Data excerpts
____

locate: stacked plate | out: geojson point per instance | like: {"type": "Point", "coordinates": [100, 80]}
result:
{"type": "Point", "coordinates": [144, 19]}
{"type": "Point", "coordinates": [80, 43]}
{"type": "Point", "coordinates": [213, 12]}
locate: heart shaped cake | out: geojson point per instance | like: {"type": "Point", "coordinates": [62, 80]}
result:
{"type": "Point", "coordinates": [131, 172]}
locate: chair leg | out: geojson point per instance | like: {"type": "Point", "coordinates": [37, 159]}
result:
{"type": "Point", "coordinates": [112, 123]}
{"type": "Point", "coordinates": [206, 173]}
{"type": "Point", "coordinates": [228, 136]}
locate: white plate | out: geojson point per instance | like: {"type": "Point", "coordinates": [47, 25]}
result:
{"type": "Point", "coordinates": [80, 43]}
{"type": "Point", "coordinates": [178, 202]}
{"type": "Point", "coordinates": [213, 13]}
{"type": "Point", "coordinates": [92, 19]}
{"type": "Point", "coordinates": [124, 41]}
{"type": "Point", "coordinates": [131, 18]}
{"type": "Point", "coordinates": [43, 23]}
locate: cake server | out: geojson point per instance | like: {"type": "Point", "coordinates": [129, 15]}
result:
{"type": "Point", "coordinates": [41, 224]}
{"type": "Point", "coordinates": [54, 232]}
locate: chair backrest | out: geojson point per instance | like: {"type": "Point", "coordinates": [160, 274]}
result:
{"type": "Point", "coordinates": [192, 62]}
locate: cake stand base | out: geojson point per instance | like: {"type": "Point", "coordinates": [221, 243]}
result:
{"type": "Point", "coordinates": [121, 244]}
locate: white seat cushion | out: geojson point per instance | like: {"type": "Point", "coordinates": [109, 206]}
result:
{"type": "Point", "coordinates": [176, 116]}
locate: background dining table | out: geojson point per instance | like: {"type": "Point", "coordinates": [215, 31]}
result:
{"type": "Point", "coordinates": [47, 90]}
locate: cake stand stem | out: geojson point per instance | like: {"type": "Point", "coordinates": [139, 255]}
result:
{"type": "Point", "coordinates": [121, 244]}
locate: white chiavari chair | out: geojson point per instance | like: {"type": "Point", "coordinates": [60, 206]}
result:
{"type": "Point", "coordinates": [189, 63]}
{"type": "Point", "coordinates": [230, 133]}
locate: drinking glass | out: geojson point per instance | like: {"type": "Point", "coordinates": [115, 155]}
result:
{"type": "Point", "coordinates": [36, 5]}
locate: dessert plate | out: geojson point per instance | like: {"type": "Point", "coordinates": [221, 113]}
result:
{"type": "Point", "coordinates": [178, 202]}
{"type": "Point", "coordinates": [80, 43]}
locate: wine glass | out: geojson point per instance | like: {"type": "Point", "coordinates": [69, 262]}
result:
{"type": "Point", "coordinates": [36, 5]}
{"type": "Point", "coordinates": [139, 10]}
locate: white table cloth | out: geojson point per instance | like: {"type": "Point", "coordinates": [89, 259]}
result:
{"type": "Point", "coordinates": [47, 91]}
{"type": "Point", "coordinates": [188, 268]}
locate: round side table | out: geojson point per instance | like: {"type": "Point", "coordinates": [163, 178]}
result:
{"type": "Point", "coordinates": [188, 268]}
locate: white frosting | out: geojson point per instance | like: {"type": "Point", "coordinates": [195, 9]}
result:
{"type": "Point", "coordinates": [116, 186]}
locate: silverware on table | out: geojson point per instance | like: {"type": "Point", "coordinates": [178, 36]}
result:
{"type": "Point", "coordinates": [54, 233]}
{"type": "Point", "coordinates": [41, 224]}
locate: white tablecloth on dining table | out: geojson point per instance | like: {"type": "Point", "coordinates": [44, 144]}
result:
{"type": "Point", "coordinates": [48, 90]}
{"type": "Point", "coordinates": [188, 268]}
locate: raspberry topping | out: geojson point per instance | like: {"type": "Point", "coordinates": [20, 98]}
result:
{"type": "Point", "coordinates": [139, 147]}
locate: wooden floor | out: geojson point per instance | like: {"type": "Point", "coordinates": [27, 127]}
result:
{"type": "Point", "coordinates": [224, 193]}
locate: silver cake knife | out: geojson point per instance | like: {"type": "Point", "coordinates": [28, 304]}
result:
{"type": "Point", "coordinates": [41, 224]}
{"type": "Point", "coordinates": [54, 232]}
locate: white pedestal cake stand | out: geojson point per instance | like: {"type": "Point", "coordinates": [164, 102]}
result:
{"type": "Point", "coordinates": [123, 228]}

____

§ ASSIGNED TASK:
Retype the entries. Every line must match exactly.

§ EXPECTED ANSWER:
locate: stacked plate | out: geojson point per instance | like: {"type": "Point", "coordinates": [100, 80]}
result:
{"type": "Point", "coordinates": [144, 19]}
{"type": "Point", "coordinates": [80, 43]}
{"type": "Point", "coordinates": [213, 12]}
locate: heart shaped cake | out: geojson point per instance | like: {"type": "Point", "coordinates": [62, 80]}
result:
{"type": "Point", "coordinates": [131, 172]}
locate: chair leg | out: geojson point per instance | like: {"type": "Point", "coordinates": [37, 159]}
result:
{"type": "Point", "coordinates": [112, 123]}
{"type": "Point", "coordinates": [206, 173]}
{"type": "Point", "coordinates": [228, 136]}
locate: white plate | out: geojson point per instance | like: {"type": "Point", "coordinates": [47, 25]}
result:
{"type": "Point", "coordinates": [80, 43]}
{"type": "Point", "coordinates": [178, 202]}
{"type": "Point", "coordinates": [213, 13]}
{"type": "Point", "coordinates": [92, 19]}
{"type": "Point", "coordinates": [124, 41]}
{"type": "Point", "coordinates": [131, 18]}
{"type": "Point", "coordinates": [43, 23]}
locate: cake server | out: geojson point per instance | like: {"type": "Point", "coordinates": [129, 15]}
result:
{"type": "Point", "coordinates": [41, 224]}
{"type": "Point", "coordinates": [54, 232]}
locate: chair backrest | out: geojson point per instance | like: {"type": "Point", "coordinates": [160, 274]}
result:
{"type": "Point", "coordinates": [192, 62]}
locate: cake stand base | out: geojson point per instance | like: {"type": "Point", "coordinates": [221, 243]}
result:
{"type": "Point", "coordinates": [121, 244]}
locate: white seat cushion | out: geojson point per instance | like: {"type": "Point", "coordinates": [109, 206]}
result:
{"type": "Point", "coordinates": [176, 116]}
locate: background dining table | out: geojson point per instance | like: {"type": "Point", "coordinates": [215, 31]}
result:
{"type": "Point", "coordinates": [47, 90]}
locate: cake stand stem | out: geojson point per instance | like: {"type": "Point", "coordinates": [139, 255]}
result:
{"type": "Point", "coordinates": [121, 244]}
locate: white chiavari chair | out: geojson point per instance | like: {"type": "Point", "coordinates": [60, 206]}
result:
{"type": "Point", "coordinates": [189, 63]}
{"type": "Point", "coordinates": [230, 133]}
locate: drinking glass | out: geojson point per instance | like: {"type": "Point", "coordinates": [115, 155]}
result:
{"type": "Point", "coordinates": [36, 5]}
locate: dessert plate | out: geojson point per instance | like: {"type": "Point", "coordinates": [221, 113]}
result:
{"type": "Point", "coordinates": [178, 202]}
{"type": "Point", "coordinates": [80, 43]}
locate: wine glass | out: geojson point per instance | like: {"type": "Point", "coordinates": [69, 262]}
result:
{"type": "Point", "coordinates": [36, 5]}
{"type": "Point", "coordinates": [139, 10]}
locate: white table cloth | out: geojson point per instance | like: {"type": "Point", "coordinates": [89, 259]}
result:
{"type": "Point", "coordinates": [47, 91]}
{"type": "Point", "coordinates": [188, 268]}
locate: round side table | out: geojson point per instance | like: {"type": "Point", "coordinates": [163, 178]}
result:
{"type": "Point", "coordinates": [188, 268]}
locate: white frosting | out: geojson point per instance | like: {"type": "Point", "coordinates": [195, 9]}
result:
{"type": "Point", "coordinates": [116, 186]}
locate: silverware on table | out: geojson point per instance | like: {"type": "Point", "coordinates": [178, 36]}
result:
{"type": "Point", "coordinates": [54, 233]}
{"type": "Point", "coordinates": [41, 224]}
locate: white tablecloth on dining table | out: geojson point per instance | like: {"type": "Point", "coordinates": [44, 144]}
result:
{"type": "Point", "coordinates": [48, 90]}
{"type": "Point", "coordinates": [188, 268]}
locate: raspberry topping | out: geojson point per instance | like: {"type": "Point", "coordinates": [20, 98]}
result:
{"type": "Point", "coordinates": [139, 147]}
locate: wooden floor | out: geojson point per instance | like: {"type": "Point", "coordinates": [27, 127]}
result:
{"type": "Point", "coordinates": [224, 193]}
locate: silver cake knife | out: geojson point per instance | like: {"type": "Point", "coordinates": [28, 304]}
result:
{"type": "Point", "coordinates": [41, 224]}
{"type": "Point", "coordinates": [54, 232]}
locate: white pedestal cake stand | out: geojson point per instance | like: {"type": "Point", "coordinates": [164, 102]}
result:
{"type": "Point", "coordinates": [123, 228]}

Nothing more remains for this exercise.